Genevieve Giuliano is Professor of Public Policy and the Margaret and John Ferraro Chair in Effective Local Government at the USC Price School of Public Policy. At USC for 35 years, Dr. Giuliano’s research spans relationships between land use and transportation, transportation policy analysis, travel behavior, information technology applications in transportation, and climate change. She has published over 200 papers. She has been an innovator in her field. She was among the first to study gender differences in travel behavior and later to partner with computer science and engineering to explore land use and freight transportation relationships.

She directed and built the METRANS Consortium into a primary center for multi-year research projects. As the first Price School associate dean for research, she established crucial school infrastructure including the Schaeffer Center for Health Policy and Economics.

Professor Giuliano is a past Chair of the Executive Committee of the Transportation Research Board (TRB), and of the Council of University Transportation Centers. She is a RSAI Fellow in Regional Science, former president of the Western Regional Science Association, and current president of the North America Regional Science Council. She has received multiple distinguished scholarship awards, as well as the USC Distinguished Faculty Service Award. She has served on several National Academy of Sciences policy studies, including the NAS Committee on Global Climate Change. She participated in the first study of impacts of global climate change on the U.S. transportation system. At the state level, she is working with Caltrans and CARB on the implementation of the California Sustainable Freight Action Plan and subsequent legislation to reduce GHGs associated with California’s freight industry.

Peter C. Mancall is Professor of History, Anthropology, and Economics; Andrew W. Mellon Professor of the Humanities; and the Linda and Harlan Martens Director of the Early Modern Studies Institute (EMSI) at the USC Dornsife College of Letters, Arts and Sciences, where he also serves as Divisional Dean for the Social Sciences.

__Data excerpts__

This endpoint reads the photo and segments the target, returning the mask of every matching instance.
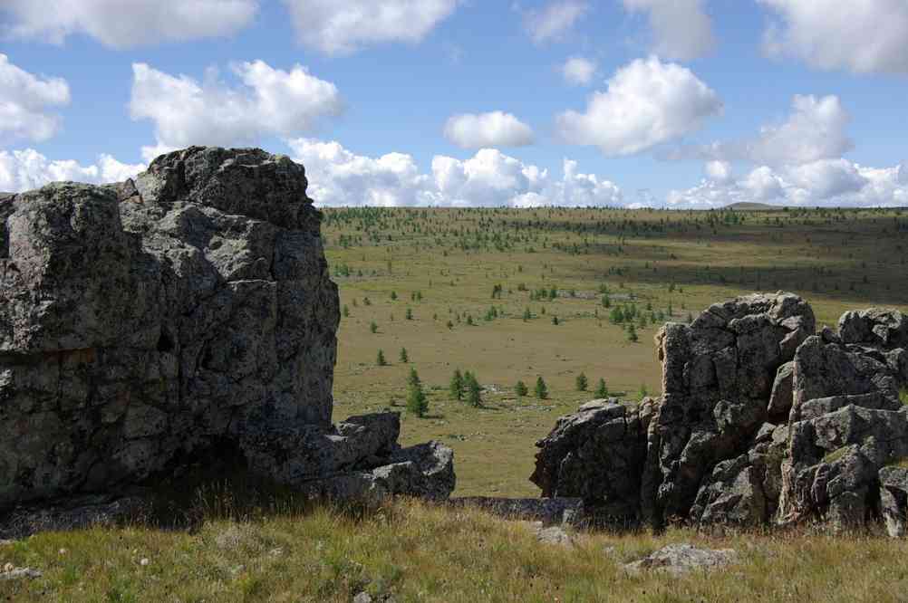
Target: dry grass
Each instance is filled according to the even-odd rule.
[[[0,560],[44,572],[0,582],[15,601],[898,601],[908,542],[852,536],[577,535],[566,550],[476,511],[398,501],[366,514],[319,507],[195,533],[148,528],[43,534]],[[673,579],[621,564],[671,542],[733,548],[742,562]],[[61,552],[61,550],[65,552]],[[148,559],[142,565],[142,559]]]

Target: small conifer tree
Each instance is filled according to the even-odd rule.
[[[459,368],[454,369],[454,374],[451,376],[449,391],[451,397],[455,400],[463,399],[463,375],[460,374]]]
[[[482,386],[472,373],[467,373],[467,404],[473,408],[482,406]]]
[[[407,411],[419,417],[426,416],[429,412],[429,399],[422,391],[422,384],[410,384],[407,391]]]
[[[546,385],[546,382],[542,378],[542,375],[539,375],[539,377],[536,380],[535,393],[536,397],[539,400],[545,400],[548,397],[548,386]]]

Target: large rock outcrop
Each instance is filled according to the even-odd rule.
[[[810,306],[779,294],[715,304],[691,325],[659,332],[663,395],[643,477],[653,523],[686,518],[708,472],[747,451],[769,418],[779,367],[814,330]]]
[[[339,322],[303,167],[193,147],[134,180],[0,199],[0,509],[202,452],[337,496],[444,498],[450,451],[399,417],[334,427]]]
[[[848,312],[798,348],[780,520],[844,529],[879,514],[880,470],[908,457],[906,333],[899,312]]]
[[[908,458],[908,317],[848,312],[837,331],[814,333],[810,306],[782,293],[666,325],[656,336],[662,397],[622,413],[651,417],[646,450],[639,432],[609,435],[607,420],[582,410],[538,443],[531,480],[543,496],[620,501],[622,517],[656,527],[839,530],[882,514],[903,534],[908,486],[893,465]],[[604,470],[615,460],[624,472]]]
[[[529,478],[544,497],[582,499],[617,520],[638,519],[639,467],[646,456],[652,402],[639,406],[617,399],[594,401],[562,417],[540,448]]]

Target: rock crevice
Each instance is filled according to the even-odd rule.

__Task list__
a: According to the faculty profiles, how many papers has Genevieve Giuliano published?
b: Continue the faculty profiles from the end of the passage on Peter C. Mancall.
The records that come after the faculty profiles are separate material.

__Results by task__
a: Over 200 papers.

b:
Dr. Mancall specializes in early modern history and the early modern Atlantic world. In leadership of the EMSI, he has advanced its mission of supporting research and scholarship on human societies between 1450 and 1850. He has authored eight books, including The Trials of Thomas Morton: An Anglican Lawyer, His Puritan Foes, And the Battle for a New England, and a recently finished volume which will be the first in the prestigious Oxford History of the United States series. He is an elected fellow of the Society of American Historians and the Royal Historical Society and served for a year as the Harmsworth Professor of American History at Oxford University. His extensive work with postdoctoral fellows led to a USC Mellon Mentoring award. He has been on the board of 12 academic journals.

Jong-Shi Pang is Epstein Family Chair and Professor of Industrial and Systems Engineering in the USC Viterbi School of Engineering, and has been with USC for a decade. An elected member of the National Academy of Engineering, Dr. Pang specializes in mathematical and algorithmic theories for constrained multi-agent systems with applications in communication, power, economics, and transportation systems. His field-shaping research has garnered tens of thousands of citations and millions of dollars in funding; he has given numerous distinguished lectures at universities worldwide as well as plenary lectures at international conferences. His most recent book was Modern Nonconvex Nondifferentiable Optimization.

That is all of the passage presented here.